Entries for bounding box labeling
## start
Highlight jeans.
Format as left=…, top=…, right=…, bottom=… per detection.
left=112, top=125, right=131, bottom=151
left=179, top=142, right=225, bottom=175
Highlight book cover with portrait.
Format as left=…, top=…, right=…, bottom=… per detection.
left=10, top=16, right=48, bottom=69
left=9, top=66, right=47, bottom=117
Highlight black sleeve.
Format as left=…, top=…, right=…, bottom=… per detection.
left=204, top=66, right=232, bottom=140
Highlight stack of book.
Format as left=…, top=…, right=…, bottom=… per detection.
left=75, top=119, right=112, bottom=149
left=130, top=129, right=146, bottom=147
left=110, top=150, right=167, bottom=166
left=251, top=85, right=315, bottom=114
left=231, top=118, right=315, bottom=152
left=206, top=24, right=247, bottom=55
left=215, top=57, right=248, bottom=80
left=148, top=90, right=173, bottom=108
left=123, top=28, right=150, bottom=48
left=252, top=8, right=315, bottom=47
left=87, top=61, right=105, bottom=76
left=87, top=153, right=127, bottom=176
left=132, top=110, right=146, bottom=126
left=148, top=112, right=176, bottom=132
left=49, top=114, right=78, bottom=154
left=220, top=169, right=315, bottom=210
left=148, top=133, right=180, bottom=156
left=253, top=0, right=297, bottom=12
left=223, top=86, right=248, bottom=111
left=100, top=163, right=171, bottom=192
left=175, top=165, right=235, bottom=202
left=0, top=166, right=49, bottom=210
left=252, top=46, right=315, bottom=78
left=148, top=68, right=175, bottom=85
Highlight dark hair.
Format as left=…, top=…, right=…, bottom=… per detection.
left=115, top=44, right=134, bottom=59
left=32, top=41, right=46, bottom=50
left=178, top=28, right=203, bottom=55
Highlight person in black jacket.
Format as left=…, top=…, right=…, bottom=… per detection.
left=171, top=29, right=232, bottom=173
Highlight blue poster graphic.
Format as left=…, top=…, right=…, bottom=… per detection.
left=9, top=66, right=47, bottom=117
## end
▸ **Written problem**
Arrange all of the material above as a two-column CSV with the headers input and output, giving each text and its answer one row. Put every field in quotes and replace line breaks with spaces.

▸ **Finished exercise**
input,output
"Highlight jeans. Format as left=…, top=…, right=…, bottom=… per detection.","left=112, top=125, right=131, bottom=151 left=179, top=142, right=225, bottom=175"
"Highlight book cover with portrait. Format as left=…, top=…, right=…, bottom=… per detection.","left=10, top=16, right=48, bottom=69 left=9, top=66, right=47, bottom=117"
"Highlight black sleeve. Format as left=…, top=…, right=…, bottom=… per detection.","left=204, top=66, right=232, bottom=140"
"Highlight stack of book. Format as left=…, top=…, right=…, bottom=… per detection.","left=75, top=119, right=112, bottom=149 left=130, top=129, right=146, bottom=147 left=110, top=150, right=167, bottom=166 left=251, top=85, right=315, bottom=114 left=231, top=118, right=315, bottom=152 left=206, top=24, right=247, bottom=55 left=215, top=57, right=248, bottom=80 left=148, top=90, right=173, bottom=108 left=123, top=28, right=150, bottom=48 left=252, top=8, right=315, bottom=47 left=87, top=61, right=105, bottom=76 left=87, top=153, right=127, bottom=176 left=132, top=110, right=146, bottom=126 left=148, top=112, right=176, bottom=132 left=49, top=114, right=78, bottom=154 left=220, top=169, right=315, bottom=210 left=148, top=133, right=180, bottom=156 left=253, top=0, right=297, bottom=12 left=223, top=86, right=248, bottom=111 left=100, top=163, right=171, bottom=192 left=175, top=165, right=235, bottom=202 left=0, top=166, right=49, bottom=210 left=252, top=46, right=315, bottom=78 left=148, top=68, right=175, bottom=85"
"Highlight dark hair. Format as left=…, top=…, right=…, bottom=… per detection.","left=115, top=44, right=134, bottom=59 left=32, top=41, right=46, bottom=50 left=178, top=28, right=203, bottom=55"
"Highlight person in black jacket. Format as left=…, top=…, right=…, bottom=… per detection.","left=171, top=29, right=232, bottom=173"
"Highlight blue poster graphic. Format as left=…, top=…, right=…, bottom=… per detection.","left=9, top=66, right=47, bottom=117"